-- TEXT PROVIDED --

»»

I can understand why you might feel that way. Sure, riding a bike through the winter looks a little crazy.

But before you judge me, you need to face the facts.

Your car is making you poor, miserable, and fat.

Not to mention heating up the planet, polluting our air, and leading to thousands of tragic deaths every year.

Don’t believe me?

A study out of Minneapolis found that of all commuters, bikers were by far the happiest.

“Isn’t Minneapolis like negative 3000 degrees in the winter?”

As someone who grew up there, I can tell you, yes, yes it is.

Yet even in that frozen city, car commuters were 3 times more likely to be unhappy with their commute.

Just look at that happy commuter.

But I like my time driving in traffic. It calms me.”

That’s hard to believe, but I’ll play along. There’s more than just happiness you get.

««

-- REQUIRED TASKS --
1. In the text about biking through winter, copy the passage starting at "I can understand" and ending at "deaths every year.".
2. Translate this sentence from the text about biking through winter into Spanish: "A study out of Minneapolis found that of all commuters, bikers were by far the happiest."
3. Write the next part of the text about biking through winter, picking up after its final sentence.
The records that come next are from a different source than the text about biking through winter.

-- DATA SUPPLIED --
»»

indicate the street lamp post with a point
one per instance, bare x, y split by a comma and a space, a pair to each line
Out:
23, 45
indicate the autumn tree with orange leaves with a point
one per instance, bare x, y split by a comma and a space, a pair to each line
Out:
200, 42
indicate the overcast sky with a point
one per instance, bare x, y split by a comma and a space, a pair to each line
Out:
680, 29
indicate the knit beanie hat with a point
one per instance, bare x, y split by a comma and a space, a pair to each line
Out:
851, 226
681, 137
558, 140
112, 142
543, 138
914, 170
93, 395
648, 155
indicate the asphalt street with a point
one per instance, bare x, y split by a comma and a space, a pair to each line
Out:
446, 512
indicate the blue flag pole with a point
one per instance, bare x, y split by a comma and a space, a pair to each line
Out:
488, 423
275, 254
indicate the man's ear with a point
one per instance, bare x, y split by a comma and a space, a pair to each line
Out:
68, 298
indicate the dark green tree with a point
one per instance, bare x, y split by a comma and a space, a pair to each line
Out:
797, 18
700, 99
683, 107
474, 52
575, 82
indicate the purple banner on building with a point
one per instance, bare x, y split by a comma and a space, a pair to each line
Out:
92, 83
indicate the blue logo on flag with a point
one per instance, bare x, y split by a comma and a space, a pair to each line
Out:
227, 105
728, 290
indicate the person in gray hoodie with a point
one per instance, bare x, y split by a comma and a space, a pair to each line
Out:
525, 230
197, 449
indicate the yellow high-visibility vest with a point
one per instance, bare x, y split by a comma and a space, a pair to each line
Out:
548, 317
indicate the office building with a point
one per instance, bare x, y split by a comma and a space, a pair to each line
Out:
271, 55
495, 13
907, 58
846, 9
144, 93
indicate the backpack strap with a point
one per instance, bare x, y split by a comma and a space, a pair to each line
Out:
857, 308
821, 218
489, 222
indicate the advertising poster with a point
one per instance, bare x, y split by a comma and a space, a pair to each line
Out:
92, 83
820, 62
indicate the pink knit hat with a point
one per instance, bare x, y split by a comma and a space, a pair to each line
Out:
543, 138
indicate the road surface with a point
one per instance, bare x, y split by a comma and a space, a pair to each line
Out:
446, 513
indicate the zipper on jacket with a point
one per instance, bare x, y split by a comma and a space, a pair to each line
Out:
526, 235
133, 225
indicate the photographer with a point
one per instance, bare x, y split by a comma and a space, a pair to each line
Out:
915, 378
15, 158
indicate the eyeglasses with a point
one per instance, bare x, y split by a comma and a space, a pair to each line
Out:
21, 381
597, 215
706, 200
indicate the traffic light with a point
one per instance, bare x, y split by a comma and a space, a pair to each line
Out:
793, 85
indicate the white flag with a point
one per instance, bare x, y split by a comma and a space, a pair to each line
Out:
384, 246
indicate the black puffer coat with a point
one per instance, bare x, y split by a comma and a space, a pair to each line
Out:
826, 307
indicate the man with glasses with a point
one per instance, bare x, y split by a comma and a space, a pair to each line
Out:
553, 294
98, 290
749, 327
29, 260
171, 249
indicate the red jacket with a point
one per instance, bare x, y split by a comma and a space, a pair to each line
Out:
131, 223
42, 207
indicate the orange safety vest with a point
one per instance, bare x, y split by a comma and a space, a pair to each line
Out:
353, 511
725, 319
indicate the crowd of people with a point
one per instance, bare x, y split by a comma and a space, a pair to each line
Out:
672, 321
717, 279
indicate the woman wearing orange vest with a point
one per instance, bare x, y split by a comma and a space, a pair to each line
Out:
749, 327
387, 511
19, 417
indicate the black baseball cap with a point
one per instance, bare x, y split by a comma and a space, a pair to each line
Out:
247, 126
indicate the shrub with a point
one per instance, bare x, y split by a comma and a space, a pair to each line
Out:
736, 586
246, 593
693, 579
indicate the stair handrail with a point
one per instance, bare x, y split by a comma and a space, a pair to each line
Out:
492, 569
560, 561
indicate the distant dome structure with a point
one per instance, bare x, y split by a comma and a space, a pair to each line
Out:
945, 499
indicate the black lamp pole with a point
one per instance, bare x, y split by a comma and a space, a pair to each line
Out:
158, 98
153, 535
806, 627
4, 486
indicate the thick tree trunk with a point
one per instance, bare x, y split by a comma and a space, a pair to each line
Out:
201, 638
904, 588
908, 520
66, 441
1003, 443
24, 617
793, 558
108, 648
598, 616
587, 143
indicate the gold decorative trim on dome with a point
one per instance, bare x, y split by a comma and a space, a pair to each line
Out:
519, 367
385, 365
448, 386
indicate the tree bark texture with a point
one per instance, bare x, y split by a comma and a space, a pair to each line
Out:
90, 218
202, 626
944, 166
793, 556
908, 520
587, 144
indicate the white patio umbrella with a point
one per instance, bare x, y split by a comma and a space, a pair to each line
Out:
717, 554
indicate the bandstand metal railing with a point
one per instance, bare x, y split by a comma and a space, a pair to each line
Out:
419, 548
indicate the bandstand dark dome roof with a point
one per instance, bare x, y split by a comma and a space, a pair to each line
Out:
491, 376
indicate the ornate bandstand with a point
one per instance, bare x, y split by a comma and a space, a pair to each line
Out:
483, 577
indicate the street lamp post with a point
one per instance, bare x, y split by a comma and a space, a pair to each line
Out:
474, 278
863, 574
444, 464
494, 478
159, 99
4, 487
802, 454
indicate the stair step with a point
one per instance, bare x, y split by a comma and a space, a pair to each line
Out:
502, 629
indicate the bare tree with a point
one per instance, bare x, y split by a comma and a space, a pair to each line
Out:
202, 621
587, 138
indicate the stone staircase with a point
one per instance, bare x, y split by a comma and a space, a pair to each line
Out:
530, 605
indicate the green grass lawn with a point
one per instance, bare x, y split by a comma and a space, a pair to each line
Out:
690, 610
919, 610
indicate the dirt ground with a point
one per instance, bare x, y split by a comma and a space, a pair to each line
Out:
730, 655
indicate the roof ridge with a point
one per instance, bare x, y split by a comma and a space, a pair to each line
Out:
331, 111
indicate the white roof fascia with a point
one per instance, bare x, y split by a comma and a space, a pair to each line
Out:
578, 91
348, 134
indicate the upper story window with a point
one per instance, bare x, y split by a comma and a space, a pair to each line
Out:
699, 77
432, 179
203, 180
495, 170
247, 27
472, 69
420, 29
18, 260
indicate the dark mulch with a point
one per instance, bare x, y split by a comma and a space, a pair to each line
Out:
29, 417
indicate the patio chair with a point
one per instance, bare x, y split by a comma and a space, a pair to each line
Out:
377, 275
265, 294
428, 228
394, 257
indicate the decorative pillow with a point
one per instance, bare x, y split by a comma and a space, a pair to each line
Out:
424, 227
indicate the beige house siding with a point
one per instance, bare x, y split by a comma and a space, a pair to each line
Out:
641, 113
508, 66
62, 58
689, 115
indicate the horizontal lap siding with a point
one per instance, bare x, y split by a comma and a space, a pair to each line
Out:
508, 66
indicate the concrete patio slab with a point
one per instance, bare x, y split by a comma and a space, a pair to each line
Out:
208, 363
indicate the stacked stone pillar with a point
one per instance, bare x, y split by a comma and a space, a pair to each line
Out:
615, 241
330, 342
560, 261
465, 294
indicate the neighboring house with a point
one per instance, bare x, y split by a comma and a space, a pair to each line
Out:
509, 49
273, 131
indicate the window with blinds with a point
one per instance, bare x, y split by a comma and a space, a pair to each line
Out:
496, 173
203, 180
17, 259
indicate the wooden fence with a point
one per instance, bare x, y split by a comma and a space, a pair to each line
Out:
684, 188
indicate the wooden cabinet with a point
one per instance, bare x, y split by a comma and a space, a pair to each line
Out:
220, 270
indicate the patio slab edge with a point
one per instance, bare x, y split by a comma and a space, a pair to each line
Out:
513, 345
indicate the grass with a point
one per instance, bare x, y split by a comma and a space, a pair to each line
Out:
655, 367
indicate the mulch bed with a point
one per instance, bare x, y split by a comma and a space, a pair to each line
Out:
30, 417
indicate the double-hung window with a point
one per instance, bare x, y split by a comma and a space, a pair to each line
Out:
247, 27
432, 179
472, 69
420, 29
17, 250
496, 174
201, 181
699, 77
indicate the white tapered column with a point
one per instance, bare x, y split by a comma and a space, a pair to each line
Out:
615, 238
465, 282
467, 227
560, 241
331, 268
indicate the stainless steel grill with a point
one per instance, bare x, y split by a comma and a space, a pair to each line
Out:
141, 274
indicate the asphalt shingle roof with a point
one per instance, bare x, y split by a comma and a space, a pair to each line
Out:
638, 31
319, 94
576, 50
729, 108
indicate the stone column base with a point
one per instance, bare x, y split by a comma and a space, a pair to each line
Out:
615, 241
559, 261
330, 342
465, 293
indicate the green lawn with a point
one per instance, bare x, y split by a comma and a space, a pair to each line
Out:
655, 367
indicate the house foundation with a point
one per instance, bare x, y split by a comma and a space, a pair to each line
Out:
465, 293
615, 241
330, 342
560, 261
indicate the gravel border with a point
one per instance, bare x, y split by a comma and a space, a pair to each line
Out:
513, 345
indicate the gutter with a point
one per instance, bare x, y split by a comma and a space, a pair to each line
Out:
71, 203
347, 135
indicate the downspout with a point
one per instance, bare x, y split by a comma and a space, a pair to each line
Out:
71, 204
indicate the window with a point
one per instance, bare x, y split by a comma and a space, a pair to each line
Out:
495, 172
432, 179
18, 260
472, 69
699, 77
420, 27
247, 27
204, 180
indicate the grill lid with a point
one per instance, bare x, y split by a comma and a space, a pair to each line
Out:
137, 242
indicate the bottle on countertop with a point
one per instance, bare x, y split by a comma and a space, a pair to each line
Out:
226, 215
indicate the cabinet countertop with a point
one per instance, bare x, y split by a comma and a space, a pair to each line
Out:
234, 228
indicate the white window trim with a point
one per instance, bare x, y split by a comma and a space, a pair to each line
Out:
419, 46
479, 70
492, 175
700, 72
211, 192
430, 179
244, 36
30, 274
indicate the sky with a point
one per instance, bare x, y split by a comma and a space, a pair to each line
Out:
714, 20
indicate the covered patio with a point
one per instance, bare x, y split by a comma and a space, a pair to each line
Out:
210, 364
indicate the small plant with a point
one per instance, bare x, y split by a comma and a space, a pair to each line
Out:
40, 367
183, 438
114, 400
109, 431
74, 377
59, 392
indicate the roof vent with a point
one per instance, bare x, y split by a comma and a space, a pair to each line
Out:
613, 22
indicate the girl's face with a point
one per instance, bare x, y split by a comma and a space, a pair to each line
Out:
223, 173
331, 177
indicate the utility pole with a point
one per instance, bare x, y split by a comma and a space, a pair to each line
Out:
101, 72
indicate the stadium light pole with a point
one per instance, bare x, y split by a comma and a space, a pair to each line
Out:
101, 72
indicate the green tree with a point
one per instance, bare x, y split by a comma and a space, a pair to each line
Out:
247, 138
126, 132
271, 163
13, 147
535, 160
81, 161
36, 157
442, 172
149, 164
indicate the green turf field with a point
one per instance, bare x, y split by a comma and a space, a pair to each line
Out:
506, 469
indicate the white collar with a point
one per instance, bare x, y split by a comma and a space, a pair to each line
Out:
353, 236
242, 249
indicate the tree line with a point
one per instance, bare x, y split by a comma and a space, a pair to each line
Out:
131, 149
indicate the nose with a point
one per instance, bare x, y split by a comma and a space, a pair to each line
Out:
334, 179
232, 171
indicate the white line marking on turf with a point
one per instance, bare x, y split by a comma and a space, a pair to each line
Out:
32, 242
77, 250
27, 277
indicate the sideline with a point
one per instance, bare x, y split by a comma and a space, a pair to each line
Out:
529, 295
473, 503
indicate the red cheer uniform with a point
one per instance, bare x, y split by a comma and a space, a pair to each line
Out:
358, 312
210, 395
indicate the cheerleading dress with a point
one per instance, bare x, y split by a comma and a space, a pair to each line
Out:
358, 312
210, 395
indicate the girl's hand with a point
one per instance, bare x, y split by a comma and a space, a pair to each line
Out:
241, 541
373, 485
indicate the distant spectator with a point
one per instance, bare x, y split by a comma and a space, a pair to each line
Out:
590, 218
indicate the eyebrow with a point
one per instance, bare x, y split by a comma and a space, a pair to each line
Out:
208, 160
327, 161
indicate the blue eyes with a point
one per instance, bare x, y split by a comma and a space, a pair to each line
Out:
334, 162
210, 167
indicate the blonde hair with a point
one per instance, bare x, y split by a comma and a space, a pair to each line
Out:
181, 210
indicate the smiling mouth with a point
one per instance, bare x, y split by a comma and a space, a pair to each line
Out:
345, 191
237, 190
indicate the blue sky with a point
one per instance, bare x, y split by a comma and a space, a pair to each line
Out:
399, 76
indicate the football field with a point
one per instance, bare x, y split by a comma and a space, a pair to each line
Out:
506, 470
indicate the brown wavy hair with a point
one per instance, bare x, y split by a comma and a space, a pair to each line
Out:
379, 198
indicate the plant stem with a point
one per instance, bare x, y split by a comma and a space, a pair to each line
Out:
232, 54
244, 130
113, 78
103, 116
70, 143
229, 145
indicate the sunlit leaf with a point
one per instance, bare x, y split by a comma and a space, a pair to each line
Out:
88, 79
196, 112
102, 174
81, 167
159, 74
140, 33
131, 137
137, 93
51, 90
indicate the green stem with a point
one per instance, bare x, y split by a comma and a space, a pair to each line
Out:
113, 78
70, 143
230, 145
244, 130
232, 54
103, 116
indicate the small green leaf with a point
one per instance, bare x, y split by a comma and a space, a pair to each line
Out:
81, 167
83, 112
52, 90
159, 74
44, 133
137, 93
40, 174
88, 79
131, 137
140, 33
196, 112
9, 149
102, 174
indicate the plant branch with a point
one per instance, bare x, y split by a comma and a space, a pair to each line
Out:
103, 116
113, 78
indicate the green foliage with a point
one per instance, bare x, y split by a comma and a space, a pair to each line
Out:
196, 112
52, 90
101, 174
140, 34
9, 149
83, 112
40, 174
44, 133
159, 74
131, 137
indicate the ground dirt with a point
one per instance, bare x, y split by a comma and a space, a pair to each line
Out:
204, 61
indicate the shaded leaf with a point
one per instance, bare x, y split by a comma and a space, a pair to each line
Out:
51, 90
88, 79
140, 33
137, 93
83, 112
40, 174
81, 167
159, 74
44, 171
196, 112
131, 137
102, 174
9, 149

««

-- RESULTS FOR EACH TASK --
1.
I can understand why you might feel that way. Sure, riding a bike through the winter looks a little crazy.

But before you judge me, you need to face the facts.

Your car is making you poor, miserable, and fat.

Not to mention heating up the planet, polluting our air, and leading to thousands of tragic deaths every year.

2. Un estudio de Minneapolis encontró que, de todos los que viajan al trabajo, los ciclistas eran por mucho los más felices.

3.
The average person biking at a casual pace for 30 minutes will burn about 350 calories. Do that twice a day as a commute to work and you’ll burn a pound of fat every week.

Eh, I don’t really care about looking fitter.”

I can respect that. Love your body.

But consider this -

The slight physical exertion will also get your heart pumping, which improves your circulation, lowers your blood pressure, and cuts down on your blood fat levels. (Blood fat levels? That just sounds gross.)

Biking is so powerful for your health, this 5-year study showed that bike commuters drop their total chance of death by 41%.

“Live longer and extend my life on this miserable planet? No thank you!”

Okay fine. Forget the health benefits.

The endorphins your brain floods your body with after biking make you more focused and happy, so you show up to work like a superhero version of yourself.

While other people are still trying to get themselves going by drowning themselves in coffee, you’ve already knocked out several important projects.

I don’t want a promotion. That would just mean spending more time at work.”

Hard to please, huh? 

Okay, ever find it hard to have time to work out?

Start bike commuting and you’ve just turned your commute into your workout for the day. 

That’s an hour of extra time I just created for you from thin air.

 I’m like some kind of time magician. Shazam.

That’s fine Zach, but I don’t follow you for life advice. Show me the mo-neyyy!”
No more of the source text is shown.